Job: Add 148 to every x and y coordinate in the answers, and write out all the other lines of the material unchanged. Begin at the start of the material and stop after the line containing "x=835 y=298", leaving out the pictures.

Dataset records:
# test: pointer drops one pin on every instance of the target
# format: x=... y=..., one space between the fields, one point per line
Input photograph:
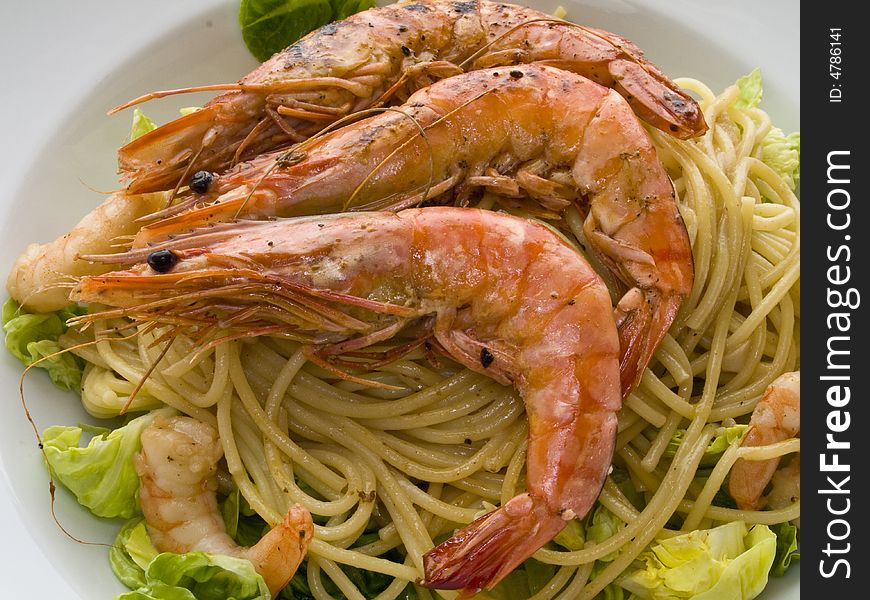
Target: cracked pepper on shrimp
x=524 y=387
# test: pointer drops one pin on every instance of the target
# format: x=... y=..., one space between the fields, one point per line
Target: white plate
x=64 y=63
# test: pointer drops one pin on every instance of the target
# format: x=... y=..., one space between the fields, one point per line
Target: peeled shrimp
x=530 y=132
x=776 y=418
x=379 y=56
x=504 y=296
x=176 y=469
x=41 y=277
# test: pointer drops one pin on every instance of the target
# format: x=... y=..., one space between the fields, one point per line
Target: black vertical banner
x=835 y=298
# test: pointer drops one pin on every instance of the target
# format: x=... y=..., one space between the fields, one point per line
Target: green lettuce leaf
x=750 y=90
x=572 y=537
x=601 y=524
x=786 y=547
x=141 y=124
x=199 y=576
x=33 y=336
x=782 y=153
x=269 y=26
x=729 y=562
x=131 y=553
x=101 y=475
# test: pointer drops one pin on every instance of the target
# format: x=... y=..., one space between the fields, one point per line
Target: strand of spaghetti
x=359 y=480
x=730 y=404
x=672 y=488
x=630 y=433
x=154 y=389
x=651 y=480
x=339 y=402
x=346 y=433
x=234 y=461
x=679 y=374
x=270 y=431
x=340 y=579
x=510 y=487
x=617 y=503
x=763 y=517
x=644 y=410
x=556 y=583
x=462 y=405
x=511 y=439
x=773 y=297
x=660 y=443
x=581 y=576
x=434 y=505
x=711 y=486
x=670 y=399
x=493 y=418
x=769 y=451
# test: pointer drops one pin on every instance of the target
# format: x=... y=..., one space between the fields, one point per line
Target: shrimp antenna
x=51 y=485
x=297 y=154
x=183 y=177
x=421 y=133
x=144 y=378
x=353 y=87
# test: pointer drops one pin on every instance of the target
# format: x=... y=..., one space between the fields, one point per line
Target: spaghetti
x=451 y=445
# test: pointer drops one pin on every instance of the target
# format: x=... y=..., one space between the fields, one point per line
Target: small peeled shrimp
x=503 y=295
x=41 y=277
x=176 y=470
x=777 y=417
x=378 y=56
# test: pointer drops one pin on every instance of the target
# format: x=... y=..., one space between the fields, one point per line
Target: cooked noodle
x=422 y=462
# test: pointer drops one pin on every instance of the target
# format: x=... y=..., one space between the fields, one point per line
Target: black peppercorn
x=200 y=181
x=162 y=261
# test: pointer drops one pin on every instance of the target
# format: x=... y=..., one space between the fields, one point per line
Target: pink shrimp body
x=378 y=56
x=507 y=298
x=176 y=469
x=528 y=132
x=776 y=418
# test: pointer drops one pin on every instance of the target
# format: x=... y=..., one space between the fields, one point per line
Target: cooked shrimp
x=505 y=296
x=528 y=131
x=41 y=277
x=378 y=56
x=176 y=469
x=775 y=418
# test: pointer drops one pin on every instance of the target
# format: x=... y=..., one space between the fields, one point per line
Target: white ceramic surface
x=63 y=64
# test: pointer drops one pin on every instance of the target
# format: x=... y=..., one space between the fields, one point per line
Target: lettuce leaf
x=717 y=445
x=750 y=90
x=33 y=336
x=269 y=26
x=141 y=124
x=199 y=576
x=782 y=153
x=729 y=562
x=786 y=547
x=131 y=553
x=101 y=475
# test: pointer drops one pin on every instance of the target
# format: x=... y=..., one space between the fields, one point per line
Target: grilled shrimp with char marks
x=776 y=418
x=507 y=298
x=529 y=131
x=379 y=56
x=176 y=468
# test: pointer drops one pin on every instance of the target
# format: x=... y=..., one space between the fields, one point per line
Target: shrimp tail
x=642 y=321
x=483 y=553
x=156 y=159
x=278 y=554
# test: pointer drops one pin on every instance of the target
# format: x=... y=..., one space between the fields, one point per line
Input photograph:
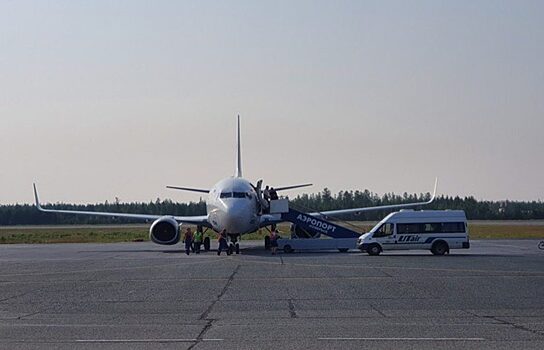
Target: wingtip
x=435 y=187
x=36 y=198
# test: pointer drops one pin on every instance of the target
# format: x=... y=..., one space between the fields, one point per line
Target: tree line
x=476 y=210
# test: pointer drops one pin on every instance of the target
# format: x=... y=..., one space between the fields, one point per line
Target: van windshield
x=384 y=230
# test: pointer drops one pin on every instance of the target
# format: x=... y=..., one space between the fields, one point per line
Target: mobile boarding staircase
x=306 y=231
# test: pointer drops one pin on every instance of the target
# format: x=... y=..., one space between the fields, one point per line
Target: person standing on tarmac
x=273 y=194
x=274 y=236
x=223 y=245
x=188 y=240
x=197 y=239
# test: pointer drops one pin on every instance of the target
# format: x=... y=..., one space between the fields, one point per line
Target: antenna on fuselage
x=239 y=152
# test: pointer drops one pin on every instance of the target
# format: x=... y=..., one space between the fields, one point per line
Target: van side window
x=453 y=227
x=384 y=230
x=409 y=228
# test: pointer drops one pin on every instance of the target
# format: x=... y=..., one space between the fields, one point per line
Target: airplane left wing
x=196 y=220
x=383 y=207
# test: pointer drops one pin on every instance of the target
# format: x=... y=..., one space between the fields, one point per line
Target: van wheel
x=440 y=248
x=374 y=249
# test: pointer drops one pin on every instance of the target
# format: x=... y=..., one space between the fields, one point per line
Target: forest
x=25 y=214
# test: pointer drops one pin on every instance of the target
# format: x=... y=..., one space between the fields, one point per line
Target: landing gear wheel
x=374 y=250
x=440 y=248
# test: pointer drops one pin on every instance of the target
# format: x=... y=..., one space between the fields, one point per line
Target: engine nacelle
x=164 y=231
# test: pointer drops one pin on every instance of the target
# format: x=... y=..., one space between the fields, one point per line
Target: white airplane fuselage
x=232 y=205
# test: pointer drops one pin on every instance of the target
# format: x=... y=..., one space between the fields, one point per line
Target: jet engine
x=164 y=230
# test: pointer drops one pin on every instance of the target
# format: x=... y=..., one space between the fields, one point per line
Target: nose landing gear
x=234 y=246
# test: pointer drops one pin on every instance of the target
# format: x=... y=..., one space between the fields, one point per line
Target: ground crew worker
x=274 y=240
x=273 y=194
x=188 y=240
x=223 y=245
x=197 y=239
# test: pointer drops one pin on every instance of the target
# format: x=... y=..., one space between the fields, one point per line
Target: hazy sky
x=105 y=99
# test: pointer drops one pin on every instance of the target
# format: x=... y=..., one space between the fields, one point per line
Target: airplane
x=233 y=204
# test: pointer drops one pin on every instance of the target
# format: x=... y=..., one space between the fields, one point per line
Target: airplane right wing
x=190 y=189
x=383 y=207
x=291 y=187
x=196 y=220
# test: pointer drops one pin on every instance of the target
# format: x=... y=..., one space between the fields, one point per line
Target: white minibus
x=437 y=230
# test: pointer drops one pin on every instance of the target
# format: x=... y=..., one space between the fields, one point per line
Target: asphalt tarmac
x=145 y=296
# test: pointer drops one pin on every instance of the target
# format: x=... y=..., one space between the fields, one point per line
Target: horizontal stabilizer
x=188 y=189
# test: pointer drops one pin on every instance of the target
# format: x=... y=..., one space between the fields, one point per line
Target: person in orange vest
x=274 y=236
x=223 y=245
x=188 y=240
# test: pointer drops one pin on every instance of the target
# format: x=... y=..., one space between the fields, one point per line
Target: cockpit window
x=235 y=195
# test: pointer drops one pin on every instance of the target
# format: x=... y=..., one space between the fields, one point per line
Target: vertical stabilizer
x=239 y=152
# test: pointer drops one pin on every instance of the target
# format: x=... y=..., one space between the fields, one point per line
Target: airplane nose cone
x=237 y=217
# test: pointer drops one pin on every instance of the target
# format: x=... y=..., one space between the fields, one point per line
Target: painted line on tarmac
x=407 y=339
x=144 y=340
x=503 y=273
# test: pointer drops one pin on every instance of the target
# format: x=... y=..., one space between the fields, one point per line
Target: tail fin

Solution:
# test: pointer drops one pin on every instance of the target
# format: x=... y=..., one space between the fields, one point per line
Input photograph:
Target: cracked pepper on shrimp
x=672 y=535
# test: pointer drops one pin on every instance of the target
# format: x=... y=..., one space between the fields, one point per line
Target: white plate
x=212 y=211
# test: pointer drops one pin on every instance of the target
# format: x=... y=..., one space between the fields, one point per line
Target: peeled shrimp
x=678 y=280
x=924 y=566
x=527 y=204
x=652 y=444
x=324 y=617
x=189 y=425
# test: pointer drops one pin on every instance of the target
# format: x=... y=..., one space between the fields, one point per line
Target: black vertical banner
x=983 y=446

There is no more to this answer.